[Excerpts from point annotation data]
****
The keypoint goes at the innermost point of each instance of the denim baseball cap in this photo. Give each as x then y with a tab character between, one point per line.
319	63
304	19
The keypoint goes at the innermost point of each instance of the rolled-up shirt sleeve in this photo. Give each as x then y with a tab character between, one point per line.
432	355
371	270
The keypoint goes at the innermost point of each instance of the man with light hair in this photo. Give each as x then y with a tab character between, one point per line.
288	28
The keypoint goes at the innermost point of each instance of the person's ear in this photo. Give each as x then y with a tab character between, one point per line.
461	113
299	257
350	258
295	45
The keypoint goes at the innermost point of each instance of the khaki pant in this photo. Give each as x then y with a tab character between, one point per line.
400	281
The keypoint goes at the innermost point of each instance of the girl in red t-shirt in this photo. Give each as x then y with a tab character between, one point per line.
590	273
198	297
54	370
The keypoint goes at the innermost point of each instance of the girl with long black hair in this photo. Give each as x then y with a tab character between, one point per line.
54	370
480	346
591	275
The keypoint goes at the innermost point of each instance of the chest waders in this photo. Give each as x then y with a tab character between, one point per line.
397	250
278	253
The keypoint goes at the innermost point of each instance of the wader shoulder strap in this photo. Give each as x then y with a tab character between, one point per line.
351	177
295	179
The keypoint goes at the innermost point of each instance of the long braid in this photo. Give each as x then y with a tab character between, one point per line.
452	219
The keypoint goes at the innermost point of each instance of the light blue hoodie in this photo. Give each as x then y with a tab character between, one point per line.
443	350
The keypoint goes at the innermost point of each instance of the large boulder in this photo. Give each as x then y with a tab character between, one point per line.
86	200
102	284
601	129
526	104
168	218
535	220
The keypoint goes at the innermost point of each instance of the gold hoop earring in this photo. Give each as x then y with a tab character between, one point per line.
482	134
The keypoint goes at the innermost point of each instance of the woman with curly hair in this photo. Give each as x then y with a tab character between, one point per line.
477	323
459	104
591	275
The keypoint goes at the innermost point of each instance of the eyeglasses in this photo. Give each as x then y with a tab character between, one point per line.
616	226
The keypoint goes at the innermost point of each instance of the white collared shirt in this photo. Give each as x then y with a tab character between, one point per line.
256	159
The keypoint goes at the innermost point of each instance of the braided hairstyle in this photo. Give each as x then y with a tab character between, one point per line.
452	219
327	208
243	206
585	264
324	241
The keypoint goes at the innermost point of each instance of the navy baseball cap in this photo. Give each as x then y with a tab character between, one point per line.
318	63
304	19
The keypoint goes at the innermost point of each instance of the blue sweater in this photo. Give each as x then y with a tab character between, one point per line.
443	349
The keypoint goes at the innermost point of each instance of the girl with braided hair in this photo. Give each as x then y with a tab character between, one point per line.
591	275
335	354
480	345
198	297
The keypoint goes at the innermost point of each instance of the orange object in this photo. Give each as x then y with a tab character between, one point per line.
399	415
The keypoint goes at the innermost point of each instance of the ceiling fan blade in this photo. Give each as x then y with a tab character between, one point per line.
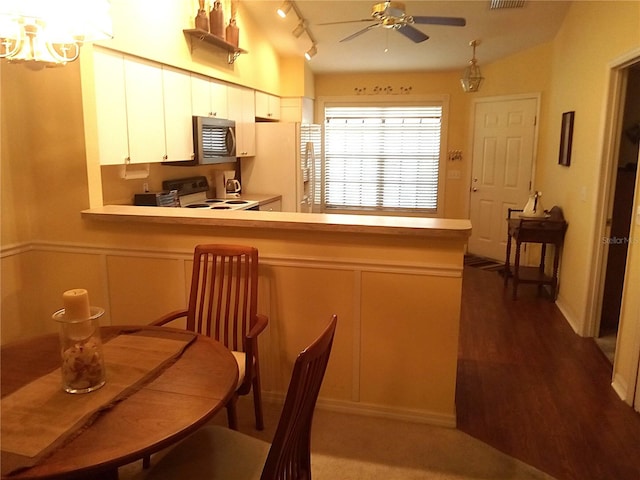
****
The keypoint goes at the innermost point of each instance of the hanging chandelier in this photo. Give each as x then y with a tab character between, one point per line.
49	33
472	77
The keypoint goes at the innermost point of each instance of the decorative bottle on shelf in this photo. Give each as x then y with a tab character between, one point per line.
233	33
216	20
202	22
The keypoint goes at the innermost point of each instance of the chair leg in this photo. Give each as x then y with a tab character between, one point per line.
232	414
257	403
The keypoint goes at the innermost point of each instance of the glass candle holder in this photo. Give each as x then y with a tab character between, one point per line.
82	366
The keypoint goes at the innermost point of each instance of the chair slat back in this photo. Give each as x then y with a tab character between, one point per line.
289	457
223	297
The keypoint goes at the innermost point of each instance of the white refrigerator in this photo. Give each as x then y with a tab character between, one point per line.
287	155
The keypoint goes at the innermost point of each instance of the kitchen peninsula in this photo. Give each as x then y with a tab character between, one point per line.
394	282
****
YOUR GOAL> Count the lines above that contain the string "girl", matching case exactly. Reply with only the number.

FULL OUTPUT> 3